What the task requires: Return the exact lines spanning from the line with "[locate] blue sky" through the last line of the entries, boundaries included, and no others.

Provided material:
■ ■ ■ ■ ■

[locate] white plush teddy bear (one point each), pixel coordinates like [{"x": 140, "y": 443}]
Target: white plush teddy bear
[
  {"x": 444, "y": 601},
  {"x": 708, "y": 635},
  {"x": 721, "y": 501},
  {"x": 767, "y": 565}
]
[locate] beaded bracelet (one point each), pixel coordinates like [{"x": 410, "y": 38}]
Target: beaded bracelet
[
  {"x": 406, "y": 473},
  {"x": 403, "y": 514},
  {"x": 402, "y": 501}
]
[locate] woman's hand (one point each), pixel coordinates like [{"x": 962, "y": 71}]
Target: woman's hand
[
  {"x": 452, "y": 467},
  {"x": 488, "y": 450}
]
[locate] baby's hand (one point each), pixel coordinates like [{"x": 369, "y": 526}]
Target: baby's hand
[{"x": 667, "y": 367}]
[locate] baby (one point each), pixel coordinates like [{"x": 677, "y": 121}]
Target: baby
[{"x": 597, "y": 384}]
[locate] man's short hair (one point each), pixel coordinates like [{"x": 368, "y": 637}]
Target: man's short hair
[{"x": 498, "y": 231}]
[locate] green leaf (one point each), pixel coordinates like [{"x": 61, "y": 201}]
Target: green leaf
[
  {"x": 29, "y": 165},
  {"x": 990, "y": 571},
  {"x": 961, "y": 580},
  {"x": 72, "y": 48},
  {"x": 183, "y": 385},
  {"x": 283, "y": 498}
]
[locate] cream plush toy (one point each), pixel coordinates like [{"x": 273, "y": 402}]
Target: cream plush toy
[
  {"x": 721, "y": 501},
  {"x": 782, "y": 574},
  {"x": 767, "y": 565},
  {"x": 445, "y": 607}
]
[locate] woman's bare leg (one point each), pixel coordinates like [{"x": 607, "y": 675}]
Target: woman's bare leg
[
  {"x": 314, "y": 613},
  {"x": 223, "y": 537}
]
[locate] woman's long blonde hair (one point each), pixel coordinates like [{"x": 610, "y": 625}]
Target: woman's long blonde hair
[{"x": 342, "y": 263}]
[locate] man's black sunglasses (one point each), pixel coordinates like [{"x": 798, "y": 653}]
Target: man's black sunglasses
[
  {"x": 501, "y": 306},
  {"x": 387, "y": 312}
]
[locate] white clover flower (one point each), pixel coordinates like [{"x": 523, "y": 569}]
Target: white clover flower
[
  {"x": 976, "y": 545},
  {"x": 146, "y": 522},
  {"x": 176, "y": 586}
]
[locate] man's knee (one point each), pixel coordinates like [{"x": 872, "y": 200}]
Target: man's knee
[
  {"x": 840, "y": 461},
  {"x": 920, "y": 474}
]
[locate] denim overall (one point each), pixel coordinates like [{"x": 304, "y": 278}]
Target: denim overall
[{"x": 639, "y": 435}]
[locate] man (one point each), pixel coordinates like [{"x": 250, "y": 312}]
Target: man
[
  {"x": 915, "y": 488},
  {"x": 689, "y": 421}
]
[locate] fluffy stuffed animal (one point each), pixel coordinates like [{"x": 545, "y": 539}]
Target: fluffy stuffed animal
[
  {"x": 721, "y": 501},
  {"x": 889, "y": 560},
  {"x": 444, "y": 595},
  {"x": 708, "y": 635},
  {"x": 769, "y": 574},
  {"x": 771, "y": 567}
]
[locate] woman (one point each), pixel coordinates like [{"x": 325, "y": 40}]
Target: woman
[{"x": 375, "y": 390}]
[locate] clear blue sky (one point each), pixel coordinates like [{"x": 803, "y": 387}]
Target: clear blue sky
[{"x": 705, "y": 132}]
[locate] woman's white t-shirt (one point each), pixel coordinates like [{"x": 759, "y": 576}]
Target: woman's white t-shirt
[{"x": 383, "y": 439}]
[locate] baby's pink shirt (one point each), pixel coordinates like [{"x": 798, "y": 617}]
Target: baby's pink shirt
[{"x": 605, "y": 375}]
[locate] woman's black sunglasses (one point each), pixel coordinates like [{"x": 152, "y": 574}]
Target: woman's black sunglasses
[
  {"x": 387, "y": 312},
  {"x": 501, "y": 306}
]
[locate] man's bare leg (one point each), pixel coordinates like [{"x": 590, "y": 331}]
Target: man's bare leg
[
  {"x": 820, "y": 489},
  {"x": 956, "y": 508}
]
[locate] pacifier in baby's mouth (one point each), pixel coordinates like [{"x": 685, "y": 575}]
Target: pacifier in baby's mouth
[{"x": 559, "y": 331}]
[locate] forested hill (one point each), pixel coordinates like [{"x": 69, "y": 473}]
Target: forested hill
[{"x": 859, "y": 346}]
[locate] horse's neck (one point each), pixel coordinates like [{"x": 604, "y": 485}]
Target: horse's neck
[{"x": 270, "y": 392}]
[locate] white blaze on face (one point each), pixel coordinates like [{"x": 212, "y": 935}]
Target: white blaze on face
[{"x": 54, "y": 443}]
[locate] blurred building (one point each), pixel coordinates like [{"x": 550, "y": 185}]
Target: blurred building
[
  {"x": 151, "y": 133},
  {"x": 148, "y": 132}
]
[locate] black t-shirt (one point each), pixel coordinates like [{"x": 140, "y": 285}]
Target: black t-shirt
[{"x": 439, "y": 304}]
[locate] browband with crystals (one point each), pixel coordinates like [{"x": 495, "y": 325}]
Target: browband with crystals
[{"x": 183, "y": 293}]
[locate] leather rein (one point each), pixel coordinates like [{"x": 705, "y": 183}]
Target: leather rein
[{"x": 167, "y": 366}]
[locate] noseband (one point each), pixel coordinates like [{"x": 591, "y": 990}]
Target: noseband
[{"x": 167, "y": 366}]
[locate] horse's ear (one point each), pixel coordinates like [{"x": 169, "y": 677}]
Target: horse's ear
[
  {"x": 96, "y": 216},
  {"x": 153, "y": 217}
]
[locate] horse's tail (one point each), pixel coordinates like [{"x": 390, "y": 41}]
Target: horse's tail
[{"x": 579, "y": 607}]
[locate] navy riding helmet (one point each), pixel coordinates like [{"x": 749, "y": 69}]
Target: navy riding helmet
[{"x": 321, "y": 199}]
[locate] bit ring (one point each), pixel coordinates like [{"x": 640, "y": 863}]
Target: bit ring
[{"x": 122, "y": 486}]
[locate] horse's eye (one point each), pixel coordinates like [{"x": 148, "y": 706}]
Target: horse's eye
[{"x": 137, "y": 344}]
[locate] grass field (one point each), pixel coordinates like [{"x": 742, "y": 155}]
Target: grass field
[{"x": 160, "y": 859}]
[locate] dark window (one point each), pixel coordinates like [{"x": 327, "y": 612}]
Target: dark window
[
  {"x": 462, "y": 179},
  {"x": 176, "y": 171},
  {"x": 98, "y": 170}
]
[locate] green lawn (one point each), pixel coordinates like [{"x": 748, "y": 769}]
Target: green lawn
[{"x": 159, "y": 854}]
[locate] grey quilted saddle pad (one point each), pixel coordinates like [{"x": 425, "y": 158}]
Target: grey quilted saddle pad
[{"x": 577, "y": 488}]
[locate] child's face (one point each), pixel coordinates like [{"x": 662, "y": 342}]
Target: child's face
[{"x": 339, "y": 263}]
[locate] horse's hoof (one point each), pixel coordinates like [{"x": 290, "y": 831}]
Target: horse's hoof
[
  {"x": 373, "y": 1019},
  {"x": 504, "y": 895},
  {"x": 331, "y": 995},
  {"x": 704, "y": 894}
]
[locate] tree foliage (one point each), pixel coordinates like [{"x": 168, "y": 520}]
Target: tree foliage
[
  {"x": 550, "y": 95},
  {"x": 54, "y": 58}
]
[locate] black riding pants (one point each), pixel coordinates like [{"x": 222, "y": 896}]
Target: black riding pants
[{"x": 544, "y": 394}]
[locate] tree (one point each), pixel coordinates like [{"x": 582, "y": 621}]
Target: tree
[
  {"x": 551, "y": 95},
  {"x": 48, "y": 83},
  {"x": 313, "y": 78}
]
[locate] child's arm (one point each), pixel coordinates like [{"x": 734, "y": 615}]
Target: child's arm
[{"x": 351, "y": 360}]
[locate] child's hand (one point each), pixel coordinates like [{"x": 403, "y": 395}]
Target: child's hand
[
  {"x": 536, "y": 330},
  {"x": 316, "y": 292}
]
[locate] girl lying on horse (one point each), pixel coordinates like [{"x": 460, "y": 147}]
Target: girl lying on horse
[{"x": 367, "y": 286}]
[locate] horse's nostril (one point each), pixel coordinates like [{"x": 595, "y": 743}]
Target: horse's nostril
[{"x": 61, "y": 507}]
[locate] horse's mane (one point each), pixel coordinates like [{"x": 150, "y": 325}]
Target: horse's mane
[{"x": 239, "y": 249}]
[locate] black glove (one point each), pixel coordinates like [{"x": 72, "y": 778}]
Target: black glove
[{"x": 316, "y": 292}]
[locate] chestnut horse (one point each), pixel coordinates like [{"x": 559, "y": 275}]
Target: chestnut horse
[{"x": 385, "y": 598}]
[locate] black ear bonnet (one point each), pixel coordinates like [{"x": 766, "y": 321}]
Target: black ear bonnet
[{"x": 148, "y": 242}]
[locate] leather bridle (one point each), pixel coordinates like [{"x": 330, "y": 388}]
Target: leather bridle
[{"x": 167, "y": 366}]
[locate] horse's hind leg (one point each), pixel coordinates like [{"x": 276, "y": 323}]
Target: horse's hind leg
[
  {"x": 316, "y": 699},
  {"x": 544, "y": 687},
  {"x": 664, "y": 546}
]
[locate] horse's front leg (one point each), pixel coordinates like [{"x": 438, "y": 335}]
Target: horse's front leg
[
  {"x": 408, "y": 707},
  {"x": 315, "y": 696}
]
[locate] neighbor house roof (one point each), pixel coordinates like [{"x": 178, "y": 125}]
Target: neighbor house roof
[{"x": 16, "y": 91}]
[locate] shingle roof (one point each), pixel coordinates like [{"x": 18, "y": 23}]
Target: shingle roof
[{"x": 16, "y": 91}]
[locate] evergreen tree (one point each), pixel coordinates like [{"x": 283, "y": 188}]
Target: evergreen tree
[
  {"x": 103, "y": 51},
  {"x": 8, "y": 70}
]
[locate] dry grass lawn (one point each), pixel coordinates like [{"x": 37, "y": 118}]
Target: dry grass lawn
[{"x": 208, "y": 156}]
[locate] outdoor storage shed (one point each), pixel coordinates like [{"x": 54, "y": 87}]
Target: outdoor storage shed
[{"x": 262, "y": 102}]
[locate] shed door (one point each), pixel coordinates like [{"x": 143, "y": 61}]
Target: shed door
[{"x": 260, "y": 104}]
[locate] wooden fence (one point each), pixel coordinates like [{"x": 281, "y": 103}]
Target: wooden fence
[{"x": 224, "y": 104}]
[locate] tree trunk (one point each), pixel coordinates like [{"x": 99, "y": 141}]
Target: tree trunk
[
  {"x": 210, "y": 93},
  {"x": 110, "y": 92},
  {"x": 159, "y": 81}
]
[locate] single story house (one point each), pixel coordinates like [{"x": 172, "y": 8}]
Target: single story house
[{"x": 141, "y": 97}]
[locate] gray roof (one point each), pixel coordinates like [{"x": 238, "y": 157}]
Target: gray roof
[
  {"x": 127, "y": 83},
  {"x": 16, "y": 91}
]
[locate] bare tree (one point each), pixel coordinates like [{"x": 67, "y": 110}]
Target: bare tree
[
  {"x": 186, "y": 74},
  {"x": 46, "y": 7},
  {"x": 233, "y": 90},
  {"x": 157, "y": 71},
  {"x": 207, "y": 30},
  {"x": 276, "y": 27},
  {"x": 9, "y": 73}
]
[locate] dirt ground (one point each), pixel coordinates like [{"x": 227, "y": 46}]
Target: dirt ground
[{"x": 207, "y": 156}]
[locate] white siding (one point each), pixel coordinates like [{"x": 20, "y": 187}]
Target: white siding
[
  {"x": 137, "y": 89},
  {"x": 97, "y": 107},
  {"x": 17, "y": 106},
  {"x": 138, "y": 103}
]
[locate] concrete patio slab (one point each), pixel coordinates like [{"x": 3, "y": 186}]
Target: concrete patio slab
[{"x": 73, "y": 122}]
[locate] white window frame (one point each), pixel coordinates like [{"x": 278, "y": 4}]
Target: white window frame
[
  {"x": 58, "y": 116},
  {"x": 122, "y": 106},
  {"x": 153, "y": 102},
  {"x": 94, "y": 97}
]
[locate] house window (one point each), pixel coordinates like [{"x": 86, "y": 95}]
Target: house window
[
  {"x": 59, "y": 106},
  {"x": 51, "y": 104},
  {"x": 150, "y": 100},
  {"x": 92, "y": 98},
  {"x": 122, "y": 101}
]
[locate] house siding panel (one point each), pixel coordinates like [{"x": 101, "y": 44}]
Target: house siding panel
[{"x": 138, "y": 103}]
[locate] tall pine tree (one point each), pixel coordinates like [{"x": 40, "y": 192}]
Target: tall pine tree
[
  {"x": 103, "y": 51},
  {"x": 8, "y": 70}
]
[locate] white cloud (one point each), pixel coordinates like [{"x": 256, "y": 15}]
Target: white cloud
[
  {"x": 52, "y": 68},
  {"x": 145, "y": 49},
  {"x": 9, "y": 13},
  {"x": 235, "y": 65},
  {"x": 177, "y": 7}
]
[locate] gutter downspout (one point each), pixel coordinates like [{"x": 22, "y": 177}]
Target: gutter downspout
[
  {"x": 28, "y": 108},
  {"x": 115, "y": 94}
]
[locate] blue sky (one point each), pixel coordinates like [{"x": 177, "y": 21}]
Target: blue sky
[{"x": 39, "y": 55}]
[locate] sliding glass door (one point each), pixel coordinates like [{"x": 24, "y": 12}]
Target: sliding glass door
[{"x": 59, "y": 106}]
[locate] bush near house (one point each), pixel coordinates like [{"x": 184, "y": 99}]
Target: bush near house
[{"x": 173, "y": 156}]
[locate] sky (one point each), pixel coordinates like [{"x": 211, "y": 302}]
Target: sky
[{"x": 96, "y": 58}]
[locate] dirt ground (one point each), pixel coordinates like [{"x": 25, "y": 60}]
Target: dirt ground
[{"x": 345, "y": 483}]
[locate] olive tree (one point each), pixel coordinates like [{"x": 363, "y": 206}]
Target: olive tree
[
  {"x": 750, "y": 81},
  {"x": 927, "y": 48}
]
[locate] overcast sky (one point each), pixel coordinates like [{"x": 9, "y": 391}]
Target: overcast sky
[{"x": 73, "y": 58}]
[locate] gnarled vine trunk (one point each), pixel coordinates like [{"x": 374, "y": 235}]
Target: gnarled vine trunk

■ ■ ■ ■ ■

Written solution:
[locate] blue sky (one point each), pixel coordinates like [{"x": 177, "y": 21}]
Target: blue sky
[{"x": 39, "y": 55}]
[locate] sliding glass door (one point each), pixel coordinates like [{"x": 24, "y": 12}]
Target: sliding glass door
[{"x": 59, "y": 106}]
[locate] bush near house (one point each), pixel coordinates like [{"x": 184, "y": 99}]
Target: bush near house
[{"x": 173, "y": 156}]
[locate] sky (one point each), pixel coordinates like [{"x": 211, "y": 302}]
Target: sky
[{"x": 96, "y": 58}]
[locate] dirt ground (one point each), pixel coordinates like [{"x": 25, "y": 60}]
Target: dirt ground
[{"x": 345, "y": 483}]
[locate] olive tree (one point each), pixel coordinates like [{"x": 363, "y": 206}]
Target: olive tree
[
  {"x": 750, "y": 81},
  {"x": 927, "y": 48}
]
[locate] overcast sky (one point each), pixel coordinates like [{"x": 9, "y": 391}]
Target: overcast sky
[{"x": 73, "y": 58}]
[locate] gnarled vine trunk (one point each), pixel coordinates like [{"x": 374, "y": 235}]
Target: gnarled vine trunk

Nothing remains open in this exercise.